- _GIVEN TEXT_:
-- Opening Marker --

Augustine referred to the sacrament of baptism as a “visible word,” an outward sign of an invisible grace. It’s the recognition that spirituality always involves both inner and outward realities, opened to all the senses, as a gift from God. When parents hug and kiss their children, those visible realities express the invisible reality of love. We can’t actually see the love those things wish to express, but we can see their affects. You get that, right? It’s why love needs a wedding and rings are exchanged. It’s why birthdays have cake and gifts, and discontent will march in the streets rather than only quietly complain. Similarly, baptism is a physical expression of the miraculous and transforming reality of the gospel; it’s a grace-filled mini-drama that reveals that our salvation is found by being united with Jesus in his death, burial, and resurrection. It’s the outward sign that the love of God in Jesus Christ graciously precedes us into death, liberates us from sin, and welcomes us to new life.

Paul’s letter to the church in Rome, gets straight to the point: “don’t you know that all of us who were baptized with Christ Jesus, were baptized into his death? We were therefore buried with him through baptism into death . . .” (Rom 6:3-4a).

There it is: to be baptized is to die – but it is a certain kind of death: it is to die with Jesus. And it is a certain kind of funeral: it is to be buried with him. And if that’s true, it means that in baptism our deaths are now behind us. So we are released from our obsession with death, our fear of death, our denial of death, all of which speaks of our enslavement to death – from which baptism frees us. For not only is death now behind us, but life is now ahead of us. But again, a very specific kind of life: it is life with Christ, because of Christ, in order to live like Christ. For as Paul continues: “We were buried with him though baptism into death in order that, just as Christ was raised from death through the glory of the Father, we too may live a new life.”

The French writer Henri Barbusse (1874-1935) tells of a conversation overheard in a trench full of wounded men during the First World War. One of the men, who knew he only had minutes to live says to another: “Listen, Dominic, you’ve led a very bad life. Everywhere you are wanted by the police. But there are no convictions against me. My name is clear. So here, take my wallet, take my papers, my identity, take my good name, my life and quickly, hand me your papers that I may carry all your crimes away with me in death.” Friends, that’s what the gospel does and what baptism visibly expresses: through uniting with Jesus in his death, your sin is buried with him and you are given access to a new life.

-- Closing Marker --

[Saved entries]
-- Opening Marker --

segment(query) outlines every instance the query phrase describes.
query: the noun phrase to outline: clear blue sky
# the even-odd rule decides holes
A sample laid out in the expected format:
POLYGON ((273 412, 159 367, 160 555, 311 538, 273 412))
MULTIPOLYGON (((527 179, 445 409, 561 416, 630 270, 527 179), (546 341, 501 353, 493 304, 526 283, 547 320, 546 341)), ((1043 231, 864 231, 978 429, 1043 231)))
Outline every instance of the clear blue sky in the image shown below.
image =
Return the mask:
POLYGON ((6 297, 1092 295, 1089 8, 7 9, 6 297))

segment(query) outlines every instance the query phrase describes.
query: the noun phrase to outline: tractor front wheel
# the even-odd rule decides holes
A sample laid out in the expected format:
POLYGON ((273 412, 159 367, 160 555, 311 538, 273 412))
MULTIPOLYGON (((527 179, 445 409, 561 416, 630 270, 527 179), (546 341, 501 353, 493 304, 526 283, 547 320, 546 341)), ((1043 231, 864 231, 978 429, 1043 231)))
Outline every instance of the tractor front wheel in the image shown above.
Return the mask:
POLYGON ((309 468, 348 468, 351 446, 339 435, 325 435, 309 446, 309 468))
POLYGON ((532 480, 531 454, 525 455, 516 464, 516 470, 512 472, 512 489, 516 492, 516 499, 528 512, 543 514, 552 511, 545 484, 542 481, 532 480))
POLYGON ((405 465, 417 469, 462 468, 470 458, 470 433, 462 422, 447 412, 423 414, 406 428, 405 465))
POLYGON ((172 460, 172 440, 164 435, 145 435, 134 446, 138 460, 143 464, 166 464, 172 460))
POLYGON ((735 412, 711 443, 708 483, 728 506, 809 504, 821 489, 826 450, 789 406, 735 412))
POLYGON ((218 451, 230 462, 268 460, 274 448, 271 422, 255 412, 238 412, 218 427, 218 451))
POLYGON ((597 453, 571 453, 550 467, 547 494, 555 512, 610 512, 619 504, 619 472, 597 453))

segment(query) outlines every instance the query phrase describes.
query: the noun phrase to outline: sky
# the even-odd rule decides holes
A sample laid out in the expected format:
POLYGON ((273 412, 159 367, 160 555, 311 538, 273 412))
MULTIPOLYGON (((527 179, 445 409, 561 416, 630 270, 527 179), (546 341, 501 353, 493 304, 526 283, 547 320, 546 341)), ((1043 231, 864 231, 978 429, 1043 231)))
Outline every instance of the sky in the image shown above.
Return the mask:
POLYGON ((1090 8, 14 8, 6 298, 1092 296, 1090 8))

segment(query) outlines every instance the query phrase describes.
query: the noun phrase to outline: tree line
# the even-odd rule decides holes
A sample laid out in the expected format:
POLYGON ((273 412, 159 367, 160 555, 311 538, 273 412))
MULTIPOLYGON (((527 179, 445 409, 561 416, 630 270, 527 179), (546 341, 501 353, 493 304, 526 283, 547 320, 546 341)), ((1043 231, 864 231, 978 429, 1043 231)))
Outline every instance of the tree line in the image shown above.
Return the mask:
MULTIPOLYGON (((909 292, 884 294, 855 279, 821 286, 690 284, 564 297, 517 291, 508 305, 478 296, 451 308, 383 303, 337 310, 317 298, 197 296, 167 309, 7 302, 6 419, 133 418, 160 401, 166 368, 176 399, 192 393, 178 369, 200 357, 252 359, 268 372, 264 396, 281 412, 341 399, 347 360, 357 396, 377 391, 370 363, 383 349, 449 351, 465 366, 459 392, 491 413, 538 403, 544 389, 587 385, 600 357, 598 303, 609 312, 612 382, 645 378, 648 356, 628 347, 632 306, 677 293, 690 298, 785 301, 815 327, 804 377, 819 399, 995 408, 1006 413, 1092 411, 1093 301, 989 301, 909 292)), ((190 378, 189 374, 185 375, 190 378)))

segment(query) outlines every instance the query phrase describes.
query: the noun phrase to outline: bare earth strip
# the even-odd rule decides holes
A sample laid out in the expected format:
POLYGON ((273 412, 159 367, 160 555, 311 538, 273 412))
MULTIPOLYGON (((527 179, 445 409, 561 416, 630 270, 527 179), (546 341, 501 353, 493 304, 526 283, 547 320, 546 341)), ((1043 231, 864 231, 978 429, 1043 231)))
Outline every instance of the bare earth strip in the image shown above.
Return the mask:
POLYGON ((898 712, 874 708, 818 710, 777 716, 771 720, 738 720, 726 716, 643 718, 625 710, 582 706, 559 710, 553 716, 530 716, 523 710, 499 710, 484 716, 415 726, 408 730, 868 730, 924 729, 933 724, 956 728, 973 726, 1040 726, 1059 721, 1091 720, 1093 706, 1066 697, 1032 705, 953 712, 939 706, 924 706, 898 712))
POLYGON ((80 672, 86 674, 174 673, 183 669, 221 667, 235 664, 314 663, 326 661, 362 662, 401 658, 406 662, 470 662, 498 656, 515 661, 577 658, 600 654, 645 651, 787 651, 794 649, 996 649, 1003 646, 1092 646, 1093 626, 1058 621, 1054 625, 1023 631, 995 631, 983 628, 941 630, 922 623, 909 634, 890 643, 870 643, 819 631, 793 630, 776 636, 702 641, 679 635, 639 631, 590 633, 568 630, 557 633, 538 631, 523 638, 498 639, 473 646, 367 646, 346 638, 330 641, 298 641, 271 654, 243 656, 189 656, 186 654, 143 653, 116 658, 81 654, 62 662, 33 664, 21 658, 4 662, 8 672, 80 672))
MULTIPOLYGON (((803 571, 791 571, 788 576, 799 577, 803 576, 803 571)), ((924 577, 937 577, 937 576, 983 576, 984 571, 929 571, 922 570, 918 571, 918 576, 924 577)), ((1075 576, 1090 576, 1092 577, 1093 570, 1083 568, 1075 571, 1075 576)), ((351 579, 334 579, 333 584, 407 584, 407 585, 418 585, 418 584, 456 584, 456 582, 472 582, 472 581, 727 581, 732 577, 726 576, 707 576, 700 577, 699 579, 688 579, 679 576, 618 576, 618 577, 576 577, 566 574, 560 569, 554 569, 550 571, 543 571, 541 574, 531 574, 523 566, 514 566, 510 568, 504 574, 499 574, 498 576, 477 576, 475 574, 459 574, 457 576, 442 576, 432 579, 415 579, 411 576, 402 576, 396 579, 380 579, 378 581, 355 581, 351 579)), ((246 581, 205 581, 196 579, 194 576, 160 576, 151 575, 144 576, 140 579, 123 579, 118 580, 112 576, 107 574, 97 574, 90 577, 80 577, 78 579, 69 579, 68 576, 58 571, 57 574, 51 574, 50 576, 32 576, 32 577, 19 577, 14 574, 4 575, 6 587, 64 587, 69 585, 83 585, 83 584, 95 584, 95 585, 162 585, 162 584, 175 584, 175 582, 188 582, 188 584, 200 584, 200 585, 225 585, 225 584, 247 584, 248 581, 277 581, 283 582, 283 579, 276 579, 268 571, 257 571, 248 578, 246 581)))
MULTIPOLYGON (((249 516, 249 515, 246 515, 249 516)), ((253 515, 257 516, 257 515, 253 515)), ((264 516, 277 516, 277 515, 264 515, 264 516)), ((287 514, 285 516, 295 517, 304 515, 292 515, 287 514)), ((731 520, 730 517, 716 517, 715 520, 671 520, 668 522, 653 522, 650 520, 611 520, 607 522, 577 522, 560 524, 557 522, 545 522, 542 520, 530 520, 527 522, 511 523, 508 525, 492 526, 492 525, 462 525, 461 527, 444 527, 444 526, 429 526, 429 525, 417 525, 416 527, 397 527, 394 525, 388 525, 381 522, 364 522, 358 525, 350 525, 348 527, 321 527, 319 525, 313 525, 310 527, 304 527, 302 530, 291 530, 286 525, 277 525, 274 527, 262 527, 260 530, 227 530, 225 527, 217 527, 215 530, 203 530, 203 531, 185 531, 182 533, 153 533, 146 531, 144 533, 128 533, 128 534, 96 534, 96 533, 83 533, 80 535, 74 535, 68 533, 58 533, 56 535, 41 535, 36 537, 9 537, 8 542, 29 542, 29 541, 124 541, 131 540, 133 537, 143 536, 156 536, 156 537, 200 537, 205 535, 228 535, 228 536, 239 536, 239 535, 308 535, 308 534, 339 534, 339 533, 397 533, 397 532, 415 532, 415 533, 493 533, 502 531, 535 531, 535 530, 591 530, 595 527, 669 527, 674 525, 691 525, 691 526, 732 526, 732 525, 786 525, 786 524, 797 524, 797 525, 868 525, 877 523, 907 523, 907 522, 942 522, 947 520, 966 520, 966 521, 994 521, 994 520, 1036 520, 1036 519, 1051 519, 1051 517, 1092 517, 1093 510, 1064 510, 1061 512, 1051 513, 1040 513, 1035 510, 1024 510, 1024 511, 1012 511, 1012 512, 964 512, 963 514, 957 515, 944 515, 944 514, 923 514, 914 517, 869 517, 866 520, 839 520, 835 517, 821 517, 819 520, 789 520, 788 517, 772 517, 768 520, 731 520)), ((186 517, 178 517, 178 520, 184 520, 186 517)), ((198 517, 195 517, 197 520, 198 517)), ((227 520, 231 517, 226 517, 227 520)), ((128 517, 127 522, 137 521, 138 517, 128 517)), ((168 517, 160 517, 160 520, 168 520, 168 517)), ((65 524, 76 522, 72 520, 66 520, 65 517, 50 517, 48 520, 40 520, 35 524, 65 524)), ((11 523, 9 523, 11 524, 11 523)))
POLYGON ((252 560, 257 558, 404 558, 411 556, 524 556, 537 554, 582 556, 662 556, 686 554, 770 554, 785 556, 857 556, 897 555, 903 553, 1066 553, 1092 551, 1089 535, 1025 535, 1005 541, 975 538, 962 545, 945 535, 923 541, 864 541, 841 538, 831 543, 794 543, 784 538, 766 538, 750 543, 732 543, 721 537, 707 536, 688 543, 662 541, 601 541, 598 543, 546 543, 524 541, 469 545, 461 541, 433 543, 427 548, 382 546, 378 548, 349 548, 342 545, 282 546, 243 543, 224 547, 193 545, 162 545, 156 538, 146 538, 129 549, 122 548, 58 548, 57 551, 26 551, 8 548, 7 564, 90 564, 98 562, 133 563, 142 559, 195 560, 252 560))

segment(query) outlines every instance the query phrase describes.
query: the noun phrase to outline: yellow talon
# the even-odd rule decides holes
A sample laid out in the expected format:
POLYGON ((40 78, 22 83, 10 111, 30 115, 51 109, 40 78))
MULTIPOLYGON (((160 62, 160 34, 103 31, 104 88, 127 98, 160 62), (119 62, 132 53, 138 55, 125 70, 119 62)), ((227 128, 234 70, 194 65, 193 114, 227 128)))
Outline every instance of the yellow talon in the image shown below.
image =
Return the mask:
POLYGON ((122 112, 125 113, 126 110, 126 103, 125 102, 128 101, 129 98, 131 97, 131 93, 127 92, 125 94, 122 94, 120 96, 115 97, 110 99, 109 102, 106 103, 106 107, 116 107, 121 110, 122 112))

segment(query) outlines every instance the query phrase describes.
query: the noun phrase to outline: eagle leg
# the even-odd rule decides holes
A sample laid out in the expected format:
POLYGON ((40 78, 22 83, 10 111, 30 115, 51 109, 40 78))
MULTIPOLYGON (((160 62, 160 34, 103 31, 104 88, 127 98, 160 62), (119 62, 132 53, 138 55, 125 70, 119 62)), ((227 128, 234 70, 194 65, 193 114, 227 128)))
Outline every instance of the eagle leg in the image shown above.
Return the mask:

-- Closing Marker --

- _PROBLEM TO SOLVE_: Reproduce the full passage on baptism above, word for word and without changes.

- _ANSWER TO THIS TASK_:
Augustine referred to the sacrament of baptism as a “visible word,” an outward sign of an invisible grace. It’s the recognition that spirituality always involves both inner and outward realities, opened to all the senses, as a gift from God. When parents hug and kiss their children, those visible realities express the invisible reality of love. We can’t actually see the love those things wish to express, but we can see their affects. You get that, right? It’s why love needs a wedding and rings are exchanged. It’s why birthdays have cake and gifts, and discontent will march in the streets rather than only quietly complain. Similarly, baptism is a physical expression of the miraculous and transforming reality of the gospel; it’s a grace-filled mini-drama that reveals that our salvation is found by being united with Jesus in his death, burial, and resurrection. It’s the outward sign that the love of God in Jesus Christ graciously precedes us into death, liberates us from sin, and welcomes us to new life.

Paul’s letter to the church in Rome, gets straight to the point: “don’t you know that all of us who were baptized with Christ Jesus, were baptized into his death? We were therefore buried with him through baptism into death . . .” (Rom 6:3-4a).

There it is: to be baptized is to die – but it is a certain kind of death: it is to die with Jesus. And it is a certain kind of funeral: it is to be buried with him. And if that’s true, it means that in baptism our deaths are now behind us. So we are released from our obsession with death, our fear of death, our denial of death, all of which speaks of our enslavement to death – from which baptism frees us. For not only is death now behind us, but life is now ahead of us. But again, a very specific kind of life: it is life with Christ, because of Christ, in order to live like Christ. For as Paul continues: “We were buried with him though baptism into death in order that, just as Christ was raised from death through the glory of the Father, we too may live a new life.”

The French writer Henri Barbusse (1874-1935) tells of a conversation overheard in a trench full of wounded men during the First World War. One of the men, who knew he only had minutes to live says to another: “Listen, Dominic, you’ve led a very bad life. Everywhere you are wanted by the police. But there are no convictions against me. My name is clear. So here, take my wallet, take my papers, my identity, take my good name, my life and quickly, hand me your papers that I may carry all your crimes away with me in death.” Friends, that’s what the gospel does and what baptism visibly expresses: through uniting with Jesus in his death, your sin is buried with him and you are given access to a new life.